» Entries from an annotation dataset
• • • • •

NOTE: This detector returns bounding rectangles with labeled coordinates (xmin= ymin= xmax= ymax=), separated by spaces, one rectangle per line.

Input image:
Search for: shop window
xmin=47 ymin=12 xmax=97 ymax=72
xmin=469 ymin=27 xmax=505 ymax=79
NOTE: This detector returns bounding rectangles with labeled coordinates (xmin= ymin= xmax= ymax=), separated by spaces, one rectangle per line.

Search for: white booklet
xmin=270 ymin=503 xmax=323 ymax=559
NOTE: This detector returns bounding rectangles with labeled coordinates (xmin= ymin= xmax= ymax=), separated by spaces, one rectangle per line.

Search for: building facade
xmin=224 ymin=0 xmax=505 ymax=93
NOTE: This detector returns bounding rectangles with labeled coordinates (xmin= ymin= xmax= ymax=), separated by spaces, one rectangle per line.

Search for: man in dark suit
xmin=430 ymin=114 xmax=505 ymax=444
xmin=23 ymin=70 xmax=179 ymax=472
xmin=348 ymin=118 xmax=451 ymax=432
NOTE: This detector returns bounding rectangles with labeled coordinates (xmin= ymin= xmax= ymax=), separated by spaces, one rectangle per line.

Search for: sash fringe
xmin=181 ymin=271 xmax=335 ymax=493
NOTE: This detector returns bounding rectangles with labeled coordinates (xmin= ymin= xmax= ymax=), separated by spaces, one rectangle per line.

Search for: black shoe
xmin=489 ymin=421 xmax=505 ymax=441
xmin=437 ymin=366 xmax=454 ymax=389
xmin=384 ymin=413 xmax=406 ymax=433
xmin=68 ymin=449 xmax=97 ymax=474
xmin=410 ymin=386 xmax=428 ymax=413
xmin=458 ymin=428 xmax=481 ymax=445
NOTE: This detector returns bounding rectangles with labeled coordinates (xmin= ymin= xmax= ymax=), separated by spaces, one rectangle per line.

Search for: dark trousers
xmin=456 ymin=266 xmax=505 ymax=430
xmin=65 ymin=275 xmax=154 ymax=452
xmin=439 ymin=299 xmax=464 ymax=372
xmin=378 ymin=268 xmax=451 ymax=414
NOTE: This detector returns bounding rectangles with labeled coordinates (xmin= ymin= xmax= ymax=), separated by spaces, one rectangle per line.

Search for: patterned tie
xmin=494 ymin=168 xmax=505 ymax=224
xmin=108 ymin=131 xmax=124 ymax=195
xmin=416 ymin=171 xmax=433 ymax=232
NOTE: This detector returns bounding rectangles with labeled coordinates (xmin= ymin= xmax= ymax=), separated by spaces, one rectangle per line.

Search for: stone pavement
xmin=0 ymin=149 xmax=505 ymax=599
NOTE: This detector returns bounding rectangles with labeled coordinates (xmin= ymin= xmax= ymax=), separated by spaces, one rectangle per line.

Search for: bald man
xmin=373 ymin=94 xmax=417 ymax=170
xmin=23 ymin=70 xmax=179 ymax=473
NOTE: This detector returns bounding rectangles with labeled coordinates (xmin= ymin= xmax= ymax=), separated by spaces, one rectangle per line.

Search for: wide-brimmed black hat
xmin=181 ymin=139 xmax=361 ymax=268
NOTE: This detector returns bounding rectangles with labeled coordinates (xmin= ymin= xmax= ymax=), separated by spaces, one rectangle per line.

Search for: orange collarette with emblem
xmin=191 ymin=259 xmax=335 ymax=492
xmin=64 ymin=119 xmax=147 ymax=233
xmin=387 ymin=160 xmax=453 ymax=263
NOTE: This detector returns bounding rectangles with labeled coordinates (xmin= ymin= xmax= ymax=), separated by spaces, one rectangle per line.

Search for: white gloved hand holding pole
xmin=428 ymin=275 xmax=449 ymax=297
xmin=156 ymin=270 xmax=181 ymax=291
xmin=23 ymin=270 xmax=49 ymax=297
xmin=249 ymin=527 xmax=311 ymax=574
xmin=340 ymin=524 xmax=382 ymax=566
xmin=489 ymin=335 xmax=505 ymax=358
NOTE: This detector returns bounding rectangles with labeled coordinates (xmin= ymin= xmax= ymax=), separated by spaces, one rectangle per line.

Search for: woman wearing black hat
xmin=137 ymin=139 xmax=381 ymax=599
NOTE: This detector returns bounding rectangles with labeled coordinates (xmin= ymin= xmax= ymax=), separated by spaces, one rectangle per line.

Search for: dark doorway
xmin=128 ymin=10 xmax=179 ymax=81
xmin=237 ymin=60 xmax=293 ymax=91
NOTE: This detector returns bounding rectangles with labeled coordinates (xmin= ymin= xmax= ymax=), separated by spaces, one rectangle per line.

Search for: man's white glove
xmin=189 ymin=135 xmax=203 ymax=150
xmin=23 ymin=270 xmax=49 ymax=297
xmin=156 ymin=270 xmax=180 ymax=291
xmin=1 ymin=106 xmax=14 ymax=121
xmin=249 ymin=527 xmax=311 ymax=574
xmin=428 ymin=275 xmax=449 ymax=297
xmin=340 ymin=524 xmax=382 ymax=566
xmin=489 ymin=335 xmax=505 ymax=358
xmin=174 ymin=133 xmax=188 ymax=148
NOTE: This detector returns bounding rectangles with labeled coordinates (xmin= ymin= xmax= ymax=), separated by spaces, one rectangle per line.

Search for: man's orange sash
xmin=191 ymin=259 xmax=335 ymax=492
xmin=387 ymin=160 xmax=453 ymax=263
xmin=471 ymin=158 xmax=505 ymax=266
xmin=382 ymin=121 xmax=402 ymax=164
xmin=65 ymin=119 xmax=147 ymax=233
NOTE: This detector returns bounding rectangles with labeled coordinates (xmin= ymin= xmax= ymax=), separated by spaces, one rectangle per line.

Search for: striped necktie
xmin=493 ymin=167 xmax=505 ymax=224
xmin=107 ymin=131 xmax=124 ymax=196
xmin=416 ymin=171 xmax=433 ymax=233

• • • • •

Copy out all the records above, swapping "Search for" for "Locate" wherever it occurs and leaving everything else untouched.

NOTE: This detector returns bounding rectangles with labeled coordinates (xmin= ymin= xmax= ymax=), separated by spaces, one rectangle per line.

Input image:
Locate: shop window
xmin=47 ymin=12 xmax=97 ymax=72
xmin=469 ymin=27 xmax=505 ymax=79
NOTE: This detector returns bounding rectangles with labeled coordinates (xmin= ymin= xmax= ymax=), separated by spaces, one rectangle per line.

Locate: white booklet
xmin=270 ymin=503 xmax=323 ymax=559
NOTE: This detector returns bounding rectangles with labeled coordinates (xmin= ymin= xmax= ymax=), separated by spaces, one rectangle per line.

Locate: building facade
xmin=224 ymin=0 xmax=505 ymax=93
NOTE: This detector returns bounding rectangles with labeled coordinates (xmin= ymin= xmax= ymax=), separated by spaces, one rectangle per line.

Locate: man in dark suit
xmin=430 ymin=114 xmax=505 ymax=444
xmin=23 ymin=70 xmax=179 ymax=472
xmin=348 ymin=118 xmax=451 ymax=432
NOTE: This detector returns bounding rectangles with labeled coordinates (xmin= ymin= xmax= ymax=), separated by spaces, one rectangle per line.

Locate: sash fringe
xmin=181 ymin=271 xmax=335 ymax=493
NOTE: This detector returns bounding rectangles with labeled coordinates (xmin= ymin= xmax= ymax=), separated by spaces, one rectangle per line.

Locate: black shoe
xmin=489 ymin=421 xmax=505 ymax=441
xmin=437 ymin=366 xmax=454 ymax=389
xmin=384 ymin=413 xmax=406 ymax=433
xmin=68 ymin=449 xmax=97 ymax=474
xmin=410 ymin=386 xmax=428 ymax=413
xmin=458 ymin=428 xmax=481 ymax=445
NOTE: This detector returns bounding rectangles with labeled coordinates (xmin= ymin= xmax= ymax=), separated by spaces, one rectangle per line.

Locate: dark trousers
xmin=456 ymin=266 xmax=505 ymax=430
xmin=65 ymin=275 xmax=154 ymax=452
xmin=439 ymin=299 xmax=464 ymax=372
xmin=378 ymin=268 xmax=451 ymax=414
NOTE: This detector returns bounding rectangles with labeled coordinates (xmin= ymin= xmax= ymax=), separated by spaces, one rectangle per line.

Locate: patterned tie
xmin=494 ymin=168 xmax=505 ymax=224
xmin=108 ymin=131 xmax=124 ymax=195
xmin=416 ymin=171 xmax=433 ymax=232
NOTE: This detector returns bounding rectangles with labeled coordinates (xmin= ymin= xmax= ymax=), separated by spaces, one rectangle per line.

Locate: stone pavement
xmin=0 ymin=149 xmax=505 ymax=599
NOTE: This detector returns bounding rectangles with labeled coordinates (xmin= ymin= xmax= ymax=), separated by spaces, one rectangle per line.

Locate: bald man
xmin=373 ymin=94 xmax=417 ymax=170
xmin=23 ymin=70 xmax=179 ymax=473
NOTE: This detector returns bounding rectangles with labeled coordinates (xmin= ymin= xmax= ymax=), separated by spaces, one rectangle per line.

Locate: wide-brimmed black hat
xmin=181 ymin=139 xmax=361 ymax=268
NOTE: This detector returns bounding rectangles with labeled coordinates (xmin= ymin= xmax= ymax=), separated by spaces, one rectangle per line.

Locate: orange collarette with emblem
xmin=191 ymin=259 xmax=335 ymax=492
xmin=64 ymin=119 xmax=147 ymax=233
xmin=387 ymin=160 xmax=453 ymax=263
NOTE: This detector returns bounding rectangles with labeled coordinates (xmin= ymin= xmax= ymax=), separated by spaces, one rectangle per line.

Locate: white gloved hand holding pole
xmin=428 ymin=275 xmax=449 ymax=297
xmin=156 ymin=270 xmax=181 ymax=291
xmin=23 ymin=270 xmax=49 ymax=297
xmin=249 ymin=527 xmax=311 ymax=574
xmin=340 ymin=524 xmax=382 ymax=566
xmin=489 ymin=335 xmax=505 ymax=358
NOTE: This detector returns bounding rectangles with labeled coordinates (xmin= ymin= xmax= ymax=), separated by spaces, one rectangle per line.

Locate: woman wearing black hat
xmin=137 ymin=139 xmax=381 ymax=599
NOTE: This detector returns bounding rectangles with labeled coordinates (xmin= ymin= xmax= ymax=), separated by spaces, one rectangle per line.

Locate: dark doorway
xmin=128 ymin=10 xmax=179 ymax=81
xmin=237 ymin=60 xmax=293 ymax=91
NOTE: This detector returns bounding rectangles with labeled coordinates (xmin= ymin= xmax= ymax=), separated by spaces, one rectangle per line.

Locate: man's white glove
xmin=189 ymin=135 xmax=203 ymax=150
xmin=23 ymin=270 xmax=49 ymax=297
xmin=156 ymin=270 xmax=180 ymax=291
xmin=1 ymin=106 xmax=14 ymax=121
xmin=249 ymin=527 xmax=311 ymax=574
xmin=428 ymin=275 xmax=449 ymax=297
xmin=340 ymin=524 xmax=382 ymax=566
xmin=489 ymin=335 xmax=505 ymax=358
xmin=174 ymin=133 xmax=188 ymax=148
NOTE: This detector returns bounding rectangles with labeled coordinates (xmin= ymin= xmax= ymax=), separated by spaces, one rectangle per line.

Locate: man's orange sash
xmin=191 ymin=259 xmax=335 ymax=492
xmin=387 ymin=160 xmax=453 ymax=263
xmin=471 ymin=158 xmax=505 ymax=266
xmin=382 ymin=121 xmax=402 ymax=164
xmin=65 ymin=119 xmax=147 ymax=233
NOTE: This detector returns bounding rectangles with labeled coordinates (xmin= ymin= xmax= ymax=), separated by spaces, one rectangle per line.

Locate: striped necktie
xmin=493 ymin=167 xmax=505 ymax=224
xmin=107 ymin=131 xmax=124 ymax=196
xmin=416 ymin=171 xmax=433 ymax=233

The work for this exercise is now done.